_TASK TO COMPLETE_
Can you quote verbatim the part of the entries that opens with the line containing "Annotate each instance of the autumn" and closes with the line containing "Query: hillside", including both of those lines?
-- Begin DATA TO PROCESS --
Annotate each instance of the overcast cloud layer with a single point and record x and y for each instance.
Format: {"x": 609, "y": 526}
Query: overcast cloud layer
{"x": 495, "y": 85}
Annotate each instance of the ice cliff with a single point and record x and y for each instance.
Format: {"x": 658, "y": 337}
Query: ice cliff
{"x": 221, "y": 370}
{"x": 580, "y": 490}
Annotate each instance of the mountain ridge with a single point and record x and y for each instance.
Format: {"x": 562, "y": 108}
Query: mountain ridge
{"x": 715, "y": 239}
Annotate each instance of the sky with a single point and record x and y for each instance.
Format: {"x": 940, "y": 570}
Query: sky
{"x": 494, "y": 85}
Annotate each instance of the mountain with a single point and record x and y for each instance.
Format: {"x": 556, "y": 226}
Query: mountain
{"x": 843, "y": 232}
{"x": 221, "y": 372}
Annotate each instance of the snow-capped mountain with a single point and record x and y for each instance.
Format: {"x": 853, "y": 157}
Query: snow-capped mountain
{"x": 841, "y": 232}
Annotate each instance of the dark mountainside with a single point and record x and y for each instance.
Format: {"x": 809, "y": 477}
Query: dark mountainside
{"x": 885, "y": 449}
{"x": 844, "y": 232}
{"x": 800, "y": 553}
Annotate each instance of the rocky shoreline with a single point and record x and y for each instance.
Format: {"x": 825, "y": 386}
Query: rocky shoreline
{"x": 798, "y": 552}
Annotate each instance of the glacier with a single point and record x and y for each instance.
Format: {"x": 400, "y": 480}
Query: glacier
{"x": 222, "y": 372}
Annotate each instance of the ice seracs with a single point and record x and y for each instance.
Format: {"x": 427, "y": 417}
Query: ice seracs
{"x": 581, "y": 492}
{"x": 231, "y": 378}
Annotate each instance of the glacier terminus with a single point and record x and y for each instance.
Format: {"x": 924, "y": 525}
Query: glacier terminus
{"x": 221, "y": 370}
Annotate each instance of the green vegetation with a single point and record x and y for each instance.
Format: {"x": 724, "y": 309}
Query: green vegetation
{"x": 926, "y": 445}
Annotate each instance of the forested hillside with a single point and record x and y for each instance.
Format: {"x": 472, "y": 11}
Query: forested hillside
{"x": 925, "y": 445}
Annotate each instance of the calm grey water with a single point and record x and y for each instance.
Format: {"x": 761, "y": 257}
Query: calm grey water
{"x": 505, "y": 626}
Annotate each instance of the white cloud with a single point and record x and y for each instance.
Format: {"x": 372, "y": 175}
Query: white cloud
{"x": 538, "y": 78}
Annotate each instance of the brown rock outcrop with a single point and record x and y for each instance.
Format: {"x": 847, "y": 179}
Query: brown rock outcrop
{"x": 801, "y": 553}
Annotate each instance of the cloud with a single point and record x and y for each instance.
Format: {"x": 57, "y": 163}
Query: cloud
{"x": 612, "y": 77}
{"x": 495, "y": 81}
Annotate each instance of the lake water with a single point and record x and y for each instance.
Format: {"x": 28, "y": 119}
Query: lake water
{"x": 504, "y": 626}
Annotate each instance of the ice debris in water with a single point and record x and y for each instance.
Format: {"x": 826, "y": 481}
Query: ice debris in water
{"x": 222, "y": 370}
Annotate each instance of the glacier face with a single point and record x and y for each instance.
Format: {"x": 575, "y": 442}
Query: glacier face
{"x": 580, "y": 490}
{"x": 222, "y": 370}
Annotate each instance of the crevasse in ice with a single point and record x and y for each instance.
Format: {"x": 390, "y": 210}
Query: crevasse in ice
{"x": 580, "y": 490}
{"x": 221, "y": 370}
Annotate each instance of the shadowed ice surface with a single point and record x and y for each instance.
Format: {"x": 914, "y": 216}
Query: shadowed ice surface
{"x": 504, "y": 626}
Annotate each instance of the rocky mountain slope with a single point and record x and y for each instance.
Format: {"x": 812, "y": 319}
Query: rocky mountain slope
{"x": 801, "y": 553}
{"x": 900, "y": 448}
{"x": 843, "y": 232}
-- End DATA TO PROCESS --
-- Begin DATA TO PROCESS --
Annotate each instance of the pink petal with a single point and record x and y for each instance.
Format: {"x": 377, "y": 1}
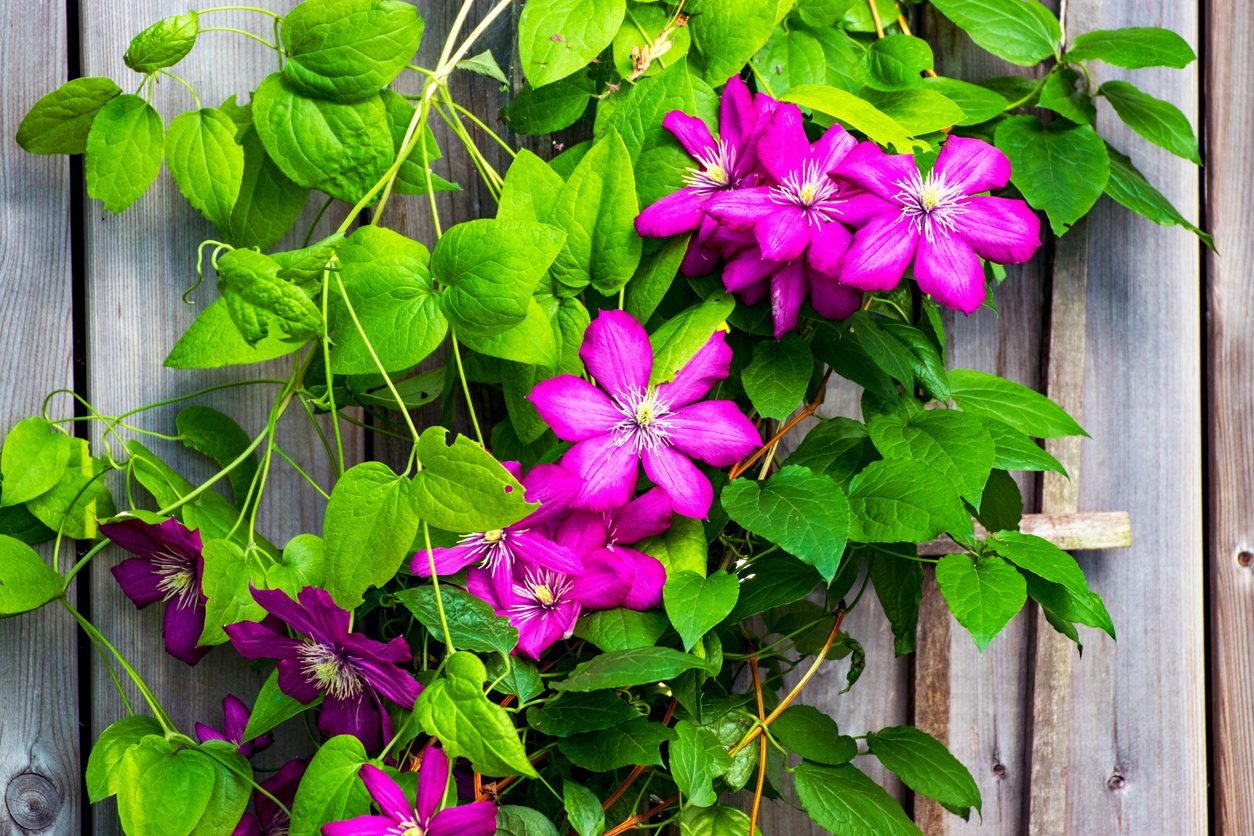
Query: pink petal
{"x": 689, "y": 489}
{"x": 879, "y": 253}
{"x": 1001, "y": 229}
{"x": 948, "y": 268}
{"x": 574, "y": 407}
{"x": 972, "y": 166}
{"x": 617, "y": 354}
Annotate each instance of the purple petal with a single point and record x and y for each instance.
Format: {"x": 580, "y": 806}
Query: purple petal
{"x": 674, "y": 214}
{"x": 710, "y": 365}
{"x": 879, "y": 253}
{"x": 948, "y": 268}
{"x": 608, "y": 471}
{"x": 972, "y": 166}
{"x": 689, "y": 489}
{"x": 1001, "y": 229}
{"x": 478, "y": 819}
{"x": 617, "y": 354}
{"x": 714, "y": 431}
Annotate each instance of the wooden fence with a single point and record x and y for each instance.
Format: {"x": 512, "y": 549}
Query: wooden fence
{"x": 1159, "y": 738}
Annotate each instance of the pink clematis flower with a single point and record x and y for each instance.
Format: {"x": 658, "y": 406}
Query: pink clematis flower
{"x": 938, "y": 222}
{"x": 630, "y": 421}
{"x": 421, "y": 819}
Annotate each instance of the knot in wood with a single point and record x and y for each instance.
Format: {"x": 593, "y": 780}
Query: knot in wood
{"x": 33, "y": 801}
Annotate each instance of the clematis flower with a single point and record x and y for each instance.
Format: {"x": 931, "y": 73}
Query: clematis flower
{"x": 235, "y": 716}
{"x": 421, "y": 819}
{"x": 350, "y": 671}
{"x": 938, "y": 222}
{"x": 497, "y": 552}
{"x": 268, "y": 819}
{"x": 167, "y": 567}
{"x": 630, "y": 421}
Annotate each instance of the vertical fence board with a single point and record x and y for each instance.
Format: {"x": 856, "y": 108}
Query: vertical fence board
-- End DATA TO PROCESS --
-- Begin DATA TO PROCESS --
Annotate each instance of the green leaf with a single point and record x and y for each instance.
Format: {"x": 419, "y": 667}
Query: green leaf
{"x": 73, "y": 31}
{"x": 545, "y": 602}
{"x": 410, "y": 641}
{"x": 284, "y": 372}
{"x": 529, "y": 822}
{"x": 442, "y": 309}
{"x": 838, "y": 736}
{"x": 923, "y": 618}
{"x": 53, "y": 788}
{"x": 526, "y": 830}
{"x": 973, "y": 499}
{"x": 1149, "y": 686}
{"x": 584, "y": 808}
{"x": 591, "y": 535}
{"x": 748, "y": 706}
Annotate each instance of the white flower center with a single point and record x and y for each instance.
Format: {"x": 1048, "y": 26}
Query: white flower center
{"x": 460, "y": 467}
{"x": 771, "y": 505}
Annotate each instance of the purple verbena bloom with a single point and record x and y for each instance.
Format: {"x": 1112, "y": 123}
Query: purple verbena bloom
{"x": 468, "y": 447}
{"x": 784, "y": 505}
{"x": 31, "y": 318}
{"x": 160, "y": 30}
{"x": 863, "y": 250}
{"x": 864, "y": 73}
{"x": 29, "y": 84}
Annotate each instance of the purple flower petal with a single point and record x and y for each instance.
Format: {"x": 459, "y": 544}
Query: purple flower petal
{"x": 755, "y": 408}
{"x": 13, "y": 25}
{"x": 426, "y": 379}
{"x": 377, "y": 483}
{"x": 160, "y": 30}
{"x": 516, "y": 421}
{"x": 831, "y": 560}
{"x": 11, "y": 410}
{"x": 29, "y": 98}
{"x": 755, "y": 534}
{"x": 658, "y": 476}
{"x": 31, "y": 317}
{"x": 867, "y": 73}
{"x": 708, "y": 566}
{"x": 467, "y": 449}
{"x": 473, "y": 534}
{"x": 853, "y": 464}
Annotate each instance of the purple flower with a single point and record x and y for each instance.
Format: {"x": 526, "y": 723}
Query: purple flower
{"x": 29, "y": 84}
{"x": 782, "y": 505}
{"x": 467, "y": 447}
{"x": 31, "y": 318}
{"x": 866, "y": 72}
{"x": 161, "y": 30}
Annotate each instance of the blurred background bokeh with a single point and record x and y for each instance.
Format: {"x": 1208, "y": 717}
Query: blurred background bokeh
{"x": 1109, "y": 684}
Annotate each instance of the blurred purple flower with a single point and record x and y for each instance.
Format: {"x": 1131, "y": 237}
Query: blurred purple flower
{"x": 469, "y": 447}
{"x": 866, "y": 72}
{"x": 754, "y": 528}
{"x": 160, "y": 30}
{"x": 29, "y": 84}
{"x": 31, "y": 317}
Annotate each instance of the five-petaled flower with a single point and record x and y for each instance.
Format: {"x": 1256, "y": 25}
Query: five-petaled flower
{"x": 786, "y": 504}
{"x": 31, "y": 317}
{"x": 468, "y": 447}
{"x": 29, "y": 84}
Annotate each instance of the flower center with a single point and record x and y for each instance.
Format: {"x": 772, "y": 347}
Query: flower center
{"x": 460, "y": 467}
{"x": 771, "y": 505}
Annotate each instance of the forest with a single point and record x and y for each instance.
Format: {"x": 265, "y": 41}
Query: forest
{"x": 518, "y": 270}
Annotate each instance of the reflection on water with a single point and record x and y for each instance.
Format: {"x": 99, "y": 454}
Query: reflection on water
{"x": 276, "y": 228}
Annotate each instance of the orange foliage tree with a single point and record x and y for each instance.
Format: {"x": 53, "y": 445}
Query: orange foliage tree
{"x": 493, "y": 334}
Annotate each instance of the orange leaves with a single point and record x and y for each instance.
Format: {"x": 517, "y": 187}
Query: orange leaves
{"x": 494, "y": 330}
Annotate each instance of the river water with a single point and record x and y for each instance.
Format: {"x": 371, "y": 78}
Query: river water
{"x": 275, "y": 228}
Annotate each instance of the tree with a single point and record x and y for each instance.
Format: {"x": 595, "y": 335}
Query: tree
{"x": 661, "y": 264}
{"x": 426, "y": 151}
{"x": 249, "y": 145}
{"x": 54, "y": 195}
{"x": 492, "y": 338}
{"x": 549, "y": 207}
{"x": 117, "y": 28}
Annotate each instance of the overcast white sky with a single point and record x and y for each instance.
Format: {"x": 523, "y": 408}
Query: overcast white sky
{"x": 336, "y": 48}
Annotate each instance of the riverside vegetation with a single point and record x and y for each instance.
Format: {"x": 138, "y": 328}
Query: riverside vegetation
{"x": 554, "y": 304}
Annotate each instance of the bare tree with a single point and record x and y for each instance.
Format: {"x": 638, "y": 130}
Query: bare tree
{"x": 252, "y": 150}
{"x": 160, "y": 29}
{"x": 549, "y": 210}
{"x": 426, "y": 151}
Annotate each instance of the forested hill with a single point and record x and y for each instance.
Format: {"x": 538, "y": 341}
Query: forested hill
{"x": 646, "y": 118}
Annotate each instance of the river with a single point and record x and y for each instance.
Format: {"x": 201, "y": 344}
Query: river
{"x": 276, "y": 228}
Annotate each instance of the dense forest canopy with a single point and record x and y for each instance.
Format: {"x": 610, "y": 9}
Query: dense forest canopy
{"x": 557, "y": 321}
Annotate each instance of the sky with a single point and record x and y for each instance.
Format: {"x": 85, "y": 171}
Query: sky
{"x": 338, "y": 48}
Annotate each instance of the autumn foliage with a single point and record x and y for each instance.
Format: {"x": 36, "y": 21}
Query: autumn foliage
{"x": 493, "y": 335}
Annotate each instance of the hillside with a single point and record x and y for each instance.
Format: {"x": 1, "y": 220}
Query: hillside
-- End DATA TO PROCESS --
_FULL SOLUTION_
Annotate each instance of the autumn foliage with a single point and record x and y for each instance.
Format: {"x": 36, "y": 21}
Query: autumn foliage
{"x": 493, "y": 335}
Annotate each instance of the hillside with a single point and record x and y for each instance.
Format: {"x": 1, "y": 220}
Query: hillside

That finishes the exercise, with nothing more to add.